INSTRUÇÃO 1 -
No texto, para que horas estava marcada a peça?
INSTRUÇÃO 2 -
Copie palavra por palavra o trecho do texto que começa em "A MINHA SORTE" e termina depois de "de TPM! Puta-que-pariu!".

TEXTO -
30/05/2009

A MINHA SORTE VALE R$1,00

Desempregada, solteira, sem dinheiro, há uma semana praticamente confinada em casa... e ainda por cima... de TPM! Puta-que-pariu!
A verdade é que, naquele sábado, era pra mim que o dia não ia muito bem... Nada bem. Acordei por volta de 14h30 com a sensação de serem 6h da matina. O corpo pesado e o humor dos dragões... um bafo de onça e o pobre do meu filho aqui, aturando a mãe. Minha mãe e meu irmão estavam saindo para um bloco animadíssimo, destes que tem aos montes no carnaval... Mas pra mim, são mais sinal de causadores insuportáveis de trânsito do que motivo de alegria, na verdade. Especialmente em dias de tpm, como aquele sábado.
Um amigo havia dito que reservaria um convite para eu assistir seu espetáculo "Cachorro", já que estou tão dura que nem as cinco pratas eu estava podendo... Como eu teria que pedir ao meu ex-marido para buscar o meu filho mais a noite, meu corpo era uma granada e o pavio não existia... deduzi que na real, a medida mais cuidadosa era ligar imediatamente para o pai do meu anjinho e pedir que ele o retirasse rapidamente da zona de risco – eu estava a ponto de explodir. Assim foi feito. Após dar o almoço e o banho, permiti ao pequeno mais alguns instantes de entretenimento no computador – ele é todo metido a tecnológico e adora os jogos do cartoon network, disney, jetix e discovery kids. O interfone tocou e então, meu filho estava a salvo.
Algumas tentativas frustradas de contato com o meu amigo para lembrá-lo sobre o convite não me fizeram desitir de finalmente sair de casa. Liguei para Santa vovó Yvonee pedi R$5,00 como ajuda de custos para que eu pudesse me locomover até a Gávea e depois voltar para casa (a passagem de ônibus custa R$2, 10). Minha Santa avó atendeu ao pedido de socorro e com uma nota de R$5,00 libertou a neta de seu confinamento. Após alguns instantes de papo entre as duas, o relógio marcava dezenove horas e cinco minutos alaranjados. É que estes celulares da moda tem display metido a moderninho, cool. Despedi-me de minha Santa vovó Yvone - imaginei que seria adequado sair com aquela antecedência, pois embora fosse apenas atravessar o túnel, seria bom chegar um pouco antes do horário para verificar o lance do convite. A peça estava marcada para começar às 20h.

(Dados de localização com um ponto para cada caso)
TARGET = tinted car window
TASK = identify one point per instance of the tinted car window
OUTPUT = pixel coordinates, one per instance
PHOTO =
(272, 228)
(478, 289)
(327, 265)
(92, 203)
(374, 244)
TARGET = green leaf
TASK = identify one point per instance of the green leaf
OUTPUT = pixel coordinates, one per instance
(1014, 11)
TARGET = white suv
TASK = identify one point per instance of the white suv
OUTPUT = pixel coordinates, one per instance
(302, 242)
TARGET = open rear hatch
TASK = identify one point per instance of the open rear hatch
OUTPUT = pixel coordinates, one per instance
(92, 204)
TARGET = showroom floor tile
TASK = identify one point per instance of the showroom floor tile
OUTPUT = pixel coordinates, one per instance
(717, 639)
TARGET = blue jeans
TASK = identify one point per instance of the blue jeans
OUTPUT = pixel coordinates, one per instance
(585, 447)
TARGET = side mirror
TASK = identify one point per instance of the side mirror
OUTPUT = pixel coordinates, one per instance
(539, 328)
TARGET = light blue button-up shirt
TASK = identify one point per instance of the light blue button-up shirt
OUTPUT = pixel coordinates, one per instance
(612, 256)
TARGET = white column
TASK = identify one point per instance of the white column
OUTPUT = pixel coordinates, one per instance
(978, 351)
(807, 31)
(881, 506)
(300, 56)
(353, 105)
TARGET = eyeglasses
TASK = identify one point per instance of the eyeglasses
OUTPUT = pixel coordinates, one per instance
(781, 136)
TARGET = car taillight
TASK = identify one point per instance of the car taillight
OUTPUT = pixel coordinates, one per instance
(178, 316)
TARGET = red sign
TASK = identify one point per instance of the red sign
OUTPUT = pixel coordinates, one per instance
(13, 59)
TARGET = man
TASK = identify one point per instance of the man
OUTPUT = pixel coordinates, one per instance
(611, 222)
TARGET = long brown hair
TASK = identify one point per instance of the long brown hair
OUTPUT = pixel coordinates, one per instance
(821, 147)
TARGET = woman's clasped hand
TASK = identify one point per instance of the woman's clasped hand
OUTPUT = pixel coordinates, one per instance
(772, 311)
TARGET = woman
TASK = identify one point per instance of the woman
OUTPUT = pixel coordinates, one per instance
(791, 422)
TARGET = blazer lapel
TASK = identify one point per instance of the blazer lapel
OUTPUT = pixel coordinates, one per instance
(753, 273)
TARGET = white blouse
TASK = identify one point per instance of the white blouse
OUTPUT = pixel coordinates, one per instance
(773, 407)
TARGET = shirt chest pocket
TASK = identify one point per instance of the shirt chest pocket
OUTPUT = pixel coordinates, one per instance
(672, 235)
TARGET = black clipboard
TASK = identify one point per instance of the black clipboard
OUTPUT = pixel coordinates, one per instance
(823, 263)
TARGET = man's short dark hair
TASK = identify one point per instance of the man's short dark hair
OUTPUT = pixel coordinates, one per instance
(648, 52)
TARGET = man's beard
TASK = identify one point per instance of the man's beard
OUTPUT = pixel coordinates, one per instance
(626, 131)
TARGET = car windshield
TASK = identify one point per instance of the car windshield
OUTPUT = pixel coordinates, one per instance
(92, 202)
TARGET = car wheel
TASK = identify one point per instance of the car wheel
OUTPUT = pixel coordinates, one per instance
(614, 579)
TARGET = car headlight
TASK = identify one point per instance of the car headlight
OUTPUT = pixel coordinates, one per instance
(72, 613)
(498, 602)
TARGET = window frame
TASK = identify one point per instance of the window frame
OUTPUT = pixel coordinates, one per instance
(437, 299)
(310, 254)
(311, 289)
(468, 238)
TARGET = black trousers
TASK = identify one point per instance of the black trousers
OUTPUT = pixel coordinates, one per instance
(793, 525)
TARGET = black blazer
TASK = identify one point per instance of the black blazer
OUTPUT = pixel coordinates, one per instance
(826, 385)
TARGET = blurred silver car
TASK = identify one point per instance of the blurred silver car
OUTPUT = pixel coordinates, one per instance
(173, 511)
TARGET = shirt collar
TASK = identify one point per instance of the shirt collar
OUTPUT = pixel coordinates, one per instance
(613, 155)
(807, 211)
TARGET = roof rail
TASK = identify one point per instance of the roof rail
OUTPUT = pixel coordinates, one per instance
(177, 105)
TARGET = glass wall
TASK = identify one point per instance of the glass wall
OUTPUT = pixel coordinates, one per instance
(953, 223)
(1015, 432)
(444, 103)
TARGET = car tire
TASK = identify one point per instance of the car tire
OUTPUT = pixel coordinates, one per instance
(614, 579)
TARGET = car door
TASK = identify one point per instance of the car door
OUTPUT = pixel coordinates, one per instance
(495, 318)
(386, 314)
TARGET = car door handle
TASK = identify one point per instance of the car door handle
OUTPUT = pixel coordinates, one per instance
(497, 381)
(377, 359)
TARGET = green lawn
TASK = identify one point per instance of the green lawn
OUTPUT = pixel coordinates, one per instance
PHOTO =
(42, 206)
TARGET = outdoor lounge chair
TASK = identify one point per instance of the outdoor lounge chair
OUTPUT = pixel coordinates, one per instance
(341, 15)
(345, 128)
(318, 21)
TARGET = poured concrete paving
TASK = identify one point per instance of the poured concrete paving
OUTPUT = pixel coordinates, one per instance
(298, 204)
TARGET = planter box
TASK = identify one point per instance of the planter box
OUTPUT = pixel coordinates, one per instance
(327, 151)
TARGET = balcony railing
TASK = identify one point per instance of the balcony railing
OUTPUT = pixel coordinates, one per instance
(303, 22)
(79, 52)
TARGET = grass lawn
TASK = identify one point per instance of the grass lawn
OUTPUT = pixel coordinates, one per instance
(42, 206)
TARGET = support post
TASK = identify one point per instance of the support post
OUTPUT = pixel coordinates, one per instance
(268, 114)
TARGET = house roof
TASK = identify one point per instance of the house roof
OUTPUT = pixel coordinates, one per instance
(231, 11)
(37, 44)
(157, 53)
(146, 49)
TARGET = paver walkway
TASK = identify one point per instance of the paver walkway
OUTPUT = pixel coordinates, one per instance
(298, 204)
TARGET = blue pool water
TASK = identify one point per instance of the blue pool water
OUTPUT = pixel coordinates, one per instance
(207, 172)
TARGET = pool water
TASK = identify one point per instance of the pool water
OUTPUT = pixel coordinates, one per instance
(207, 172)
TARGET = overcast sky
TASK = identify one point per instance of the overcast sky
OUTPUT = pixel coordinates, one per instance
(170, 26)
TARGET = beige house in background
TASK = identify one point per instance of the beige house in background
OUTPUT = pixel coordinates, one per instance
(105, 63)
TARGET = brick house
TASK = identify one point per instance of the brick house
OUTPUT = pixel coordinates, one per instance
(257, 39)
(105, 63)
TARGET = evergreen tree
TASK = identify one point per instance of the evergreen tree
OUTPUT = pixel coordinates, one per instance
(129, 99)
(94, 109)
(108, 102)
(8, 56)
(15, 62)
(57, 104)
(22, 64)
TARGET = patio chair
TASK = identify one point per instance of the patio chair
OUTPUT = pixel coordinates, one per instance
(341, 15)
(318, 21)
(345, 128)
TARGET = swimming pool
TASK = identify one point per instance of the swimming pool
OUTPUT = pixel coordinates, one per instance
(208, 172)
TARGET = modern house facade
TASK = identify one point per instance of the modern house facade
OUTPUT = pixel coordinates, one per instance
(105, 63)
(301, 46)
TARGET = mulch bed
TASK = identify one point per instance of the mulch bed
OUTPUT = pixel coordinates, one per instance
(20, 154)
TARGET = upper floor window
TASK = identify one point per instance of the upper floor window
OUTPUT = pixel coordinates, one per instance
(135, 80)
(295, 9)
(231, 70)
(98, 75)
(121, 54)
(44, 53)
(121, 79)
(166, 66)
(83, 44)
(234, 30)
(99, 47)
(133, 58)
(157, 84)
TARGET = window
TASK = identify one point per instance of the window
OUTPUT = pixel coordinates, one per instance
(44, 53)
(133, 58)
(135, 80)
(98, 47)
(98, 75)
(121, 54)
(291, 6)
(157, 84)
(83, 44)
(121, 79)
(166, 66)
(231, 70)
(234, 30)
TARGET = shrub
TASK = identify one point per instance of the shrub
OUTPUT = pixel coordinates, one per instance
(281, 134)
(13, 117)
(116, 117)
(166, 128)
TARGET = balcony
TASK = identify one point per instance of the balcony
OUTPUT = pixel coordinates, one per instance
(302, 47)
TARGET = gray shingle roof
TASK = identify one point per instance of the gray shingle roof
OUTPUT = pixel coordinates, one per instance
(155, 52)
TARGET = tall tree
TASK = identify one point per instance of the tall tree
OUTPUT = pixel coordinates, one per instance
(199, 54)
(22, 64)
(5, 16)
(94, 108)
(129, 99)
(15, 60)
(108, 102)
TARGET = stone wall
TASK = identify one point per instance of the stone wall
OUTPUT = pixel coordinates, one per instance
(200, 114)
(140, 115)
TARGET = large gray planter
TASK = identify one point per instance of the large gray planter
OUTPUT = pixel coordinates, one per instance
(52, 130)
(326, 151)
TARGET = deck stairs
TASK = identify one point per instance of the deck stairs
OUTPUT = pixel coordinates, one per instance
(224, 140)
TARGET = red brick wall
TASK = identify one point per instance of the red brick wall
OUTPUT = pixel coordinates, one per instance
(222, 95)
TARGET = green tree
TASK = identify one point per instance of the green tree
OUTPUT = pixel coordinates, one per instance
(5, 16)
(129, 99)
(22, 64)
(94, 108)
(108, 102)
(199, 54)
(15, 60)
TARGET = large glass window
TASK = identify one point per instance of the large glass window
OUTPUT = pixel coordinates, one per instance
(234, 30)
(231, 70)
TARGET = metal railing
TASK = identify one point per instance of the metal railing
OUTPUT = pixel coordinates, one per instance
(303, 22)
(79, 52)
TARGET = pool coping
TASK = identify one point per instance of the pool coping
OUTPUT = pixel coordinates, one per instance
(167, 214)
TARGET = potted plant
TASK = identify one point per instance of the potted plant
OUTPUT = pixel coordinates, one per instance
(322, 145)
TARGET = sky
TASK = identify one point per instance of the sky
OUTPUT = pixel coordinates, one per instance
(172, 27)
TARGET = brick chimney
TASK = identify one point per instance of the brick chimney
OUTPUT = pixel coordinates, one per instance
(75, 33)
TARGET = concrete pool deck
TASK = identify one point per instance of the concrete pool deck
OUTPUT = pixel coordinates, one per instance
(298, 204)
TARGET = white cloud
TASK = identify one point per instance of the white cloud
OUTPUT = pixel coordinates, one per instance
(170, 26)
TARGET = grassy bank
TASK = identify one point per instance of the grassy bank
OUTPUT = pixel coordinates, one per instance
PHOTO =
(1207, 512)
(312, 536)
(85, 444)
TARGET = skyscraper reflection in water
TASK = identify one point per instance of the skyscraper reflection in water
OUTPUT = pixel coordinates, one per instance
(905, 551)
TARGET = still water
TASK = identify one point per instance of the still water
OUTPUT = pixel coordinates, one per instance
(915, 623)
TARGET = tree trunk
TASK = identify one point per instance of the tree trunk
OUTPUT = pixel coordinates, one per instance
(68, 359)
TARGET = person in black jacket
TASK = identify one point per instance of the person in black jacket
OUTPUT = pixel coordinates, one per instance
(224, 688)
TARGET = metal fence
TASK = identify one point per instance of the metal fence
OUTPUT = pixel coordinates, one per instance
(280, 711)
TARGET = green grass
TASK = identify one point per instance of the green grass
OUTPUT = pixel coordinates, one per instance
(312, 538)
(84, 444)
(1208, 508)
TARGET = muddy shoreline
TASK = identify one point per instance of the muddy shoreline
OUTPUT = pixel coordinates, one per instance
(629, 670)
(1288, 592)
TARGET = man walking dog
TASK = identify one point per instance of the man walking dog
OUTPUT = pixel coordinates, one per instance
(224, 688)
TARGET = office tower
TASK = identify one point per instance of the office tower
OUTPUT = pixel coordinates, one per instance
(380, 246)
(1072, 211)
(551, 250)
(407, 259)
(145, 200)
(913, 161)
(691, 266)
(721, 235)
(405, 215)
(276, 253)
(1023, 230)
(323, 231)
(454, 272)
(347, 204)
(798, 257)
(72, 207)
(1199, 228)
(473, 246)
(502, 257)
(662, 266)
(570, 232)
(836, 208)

SUA RESPOSTA 1 -
Para as 20h.

SUA RESPOSTA 2 -
A MINHA SORTE VALE R$1,00

Desempregada, solteira, sem dinheiro, há uma semana praticamente confinada em casa... e ainda por cima... de TPM! Puta-que-pariu!